[Information provided]
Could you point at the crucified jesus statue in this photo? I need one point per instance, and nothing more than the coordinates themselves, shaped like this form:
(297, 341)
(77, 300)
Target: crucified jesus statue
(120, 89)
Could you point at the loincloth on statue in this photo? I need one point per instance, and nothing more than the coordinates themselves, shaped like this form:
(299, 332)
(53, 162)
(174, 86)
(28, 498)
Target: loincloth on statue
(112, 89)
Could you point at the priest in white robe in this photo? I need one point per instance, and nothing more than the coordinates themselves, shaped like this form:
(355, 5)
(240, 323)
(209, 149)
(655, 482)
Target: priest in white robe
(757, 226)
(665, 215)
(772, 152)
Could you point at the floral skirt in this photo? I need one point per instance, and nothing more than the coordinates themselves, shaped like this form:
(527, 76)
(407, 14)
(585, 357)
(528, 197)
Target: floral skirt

[Direction]
Reproduce the items from the line containing "Could you point at the loincloth" through the end of the items, inclusive, swapping "priest" for "cleric" and leaving everything else unchanged. Return only those lines.

[Exercise response]
Could you point at the loincloth on statue in this photo? I need one point per instance, and nothing more than the coordinates themselves, shaped like this form:
(299, 332)
(53, 162)
(174, 86)
(28, 498)
Target: loincloth on statue
(112, 89)
Could you point at the cleric in white robe in this photo? I need one point per instance, and nothing more than the coordinates themselves, shaped like this form:
(355, 5)
(240, 323)
(209, 149)
(655, 482)
Target: cleric in white robe
(757, 226)
(665, 215)
(772, 152)
Could you point at the floral skirt in this photo? I need one point per instance, and nothing more than the coordinates themselves, shaped like this form:
(527, 76)
(407, 14)
(585, 357)
(528, 197)
Target: floral skirt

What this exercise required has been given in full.